Excerpt to read:
=-=-=-=-=

In 1992, US Food and Drug Administration (FDA) decided without any safety studies that GM food would be treated like any other food. Six years on, it took a lawsuit to reveal thousands of internal communications among FDA scientists who demanded long-term trials but were muffled under the watch of Michael R Taylor, administrator of the Food Safety & Inspection Service and an old Monsanto hand who later returned to the company as vice-president (public policy). Today, Taylor serves as the FDA’s deputy commissioner.
Taylor is not alone. US secretaries for Agriculture Ann Veneman (2001) served on Monsanto’s board of directors. The present secretary, Thomas Vilsack, was felicitated as Governor of the Year 2001 by the Biotechnology Industry Organisation. Former deputy administrator of US Environmental Protection Agency Linda Fisher was a Monsanto vice-president and now serves DuPont, another chemical giant. That is how thin the thin line between the industry and the state has become.
While company-funded (or state-sponsored) scientific trials hastily clear GM products, every independent study faces roadblocks. “We don't have the complete picture. That's no accident,” explained Doug Gurian-Sherman of the Union of Concerned Scientists in Washington, “Multibillion-dollar agricultural corporations, including Monsanto and Syngenta, have restricted independent research on their genetically engineered crops. They have often refused to provide independent scientists with seeds, or they've set restrictive conditions that severely limit research options.”
Nevertheless, researchers established last February that the Bt toxin kills kidney cells, leading to what is informally called leaky guts, now an alarmingly common condition in children in the USA and Canada. The result is premature release of food in the bloodstream which immediately activates antibodies and triggers food intolerance and severe allergy. Over time, this can lead to a range of diseases from Parkinson’s to Alzheimer’s.

=-=-=-=-=

Questions to answer:
1. Translate this sentence from the excerpt on genetically modified food into Spanish: "That is how thin the thin line between the industry and the state has become."
2. Carry on the excerpt on genetically modified food, starting after its final sentence.

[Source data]
=-=-=-=-=

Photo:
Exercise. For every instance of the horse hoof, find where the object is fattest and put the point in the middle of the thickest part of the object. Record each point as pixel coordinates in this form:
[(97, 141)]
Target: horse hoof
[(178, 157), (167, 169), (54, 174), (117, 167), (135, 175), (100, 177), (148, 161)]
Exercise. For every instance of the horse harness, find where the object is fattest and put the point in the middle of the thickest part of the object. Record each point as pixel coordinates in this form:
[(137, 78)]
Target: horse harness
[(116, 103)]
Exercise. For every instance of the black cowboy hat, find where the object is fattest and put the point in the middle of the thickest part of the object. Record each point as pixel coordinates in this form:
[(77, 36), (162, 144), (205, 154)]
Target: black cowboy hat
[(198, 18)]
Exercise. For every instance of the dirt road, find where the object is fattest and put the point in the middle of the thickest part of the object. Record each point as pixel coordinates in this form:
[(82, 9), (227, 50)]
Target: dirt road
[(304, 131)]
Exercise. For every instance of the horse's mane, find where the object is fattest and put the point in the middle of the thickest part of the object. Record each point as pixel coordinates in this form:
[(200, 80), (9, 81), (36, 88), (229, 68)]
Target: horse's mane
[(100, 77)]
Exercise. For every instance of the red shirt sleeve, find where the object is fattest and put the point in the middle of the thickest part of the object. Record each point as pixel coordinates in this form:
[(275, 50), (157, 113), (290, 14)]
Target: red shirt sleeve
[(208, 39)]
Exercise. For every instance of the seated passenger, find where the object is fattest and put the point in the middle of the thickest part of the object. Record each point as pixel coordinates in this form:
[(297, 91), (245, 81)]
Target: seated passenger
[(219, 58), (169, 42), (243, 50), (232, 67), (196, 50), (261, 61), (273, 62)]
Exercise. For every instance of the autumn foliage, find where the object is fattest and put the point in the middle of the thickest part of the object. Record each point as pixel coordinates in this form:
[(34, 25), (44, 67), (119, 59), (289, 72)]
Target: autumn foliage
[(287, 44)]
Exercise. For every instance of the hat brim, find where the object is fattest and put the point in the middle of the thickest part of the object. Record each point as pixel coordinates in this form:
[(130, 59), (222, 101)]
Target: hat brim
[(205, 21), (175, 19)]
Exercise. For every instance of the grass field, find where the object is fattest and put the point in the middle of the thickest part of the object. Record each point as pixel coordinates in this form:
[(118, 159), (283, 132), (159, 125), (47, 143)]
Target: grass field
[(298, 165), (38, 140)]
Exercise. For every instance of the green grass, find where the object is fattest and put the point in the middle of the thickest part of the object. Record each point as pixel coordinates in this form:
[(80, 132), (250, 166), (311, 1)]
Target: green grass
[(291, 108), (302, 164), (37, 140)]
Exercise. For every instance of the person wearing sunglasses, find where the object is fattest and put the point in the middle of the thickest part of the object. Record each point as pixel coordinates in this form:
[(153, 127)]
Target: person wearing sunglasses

=-=-=-=-=

Answers for each item:
1. Así de delgada se ha vuelto la delgada línea entre la industria y el Estado.

2.
Other studies linked transgenic food to infertility, defective childbirth, abnormal DNA function and even a pathogen new to science. These are not matters of faith, emotion or fear. But no authority – MNCs, USFDA or scientific agencies of the Indian government – has settled any of these issues in public or allowed independent science to take a call.
Corporate-cum-state funding is an article of faith for agricultural research the world over. The industry donated millions to top universities and researchers have paid dearly for criticising GMO. Renowned Hungarian-born biochemist Arpad Pusztai was sacked by Scotland’s Rowett Institute when his 1998 study found that GM potato had negative effects on the stomach lining and immunity system of rat labs. Last year, Monsanto even bullied Vermont’s legislature to drop a bill that had the backing of over 90% of Connecticut residents and sought to make labelling of all GMO mandatory.
Yet, our PM wants to keep fear out of the transgenic discourse. He wants no emotion to be stirred even after thousands of suicides, loss of cotton crop (and livestock foraging on those Bt fields), skin infection of farmhands, a ban enforced by Maharashtra, and his agriculture minister Sharad Pawar telling Parliament last month that the objection to Bt cotton was “speculative, confusing and unscientific”.
But can we really debate the aspiration of biotech giants who want to eventually replace all natural farming with their GM seeds? Does the implication of two or three MNCs controlling the entire world’s food resources require analyses? Is there any enlightenment in risking a million unpredictable and uncontrollable mutations triggered by an infant technology just because we cannot stop profiteering in and wasting the food produced nature’s way?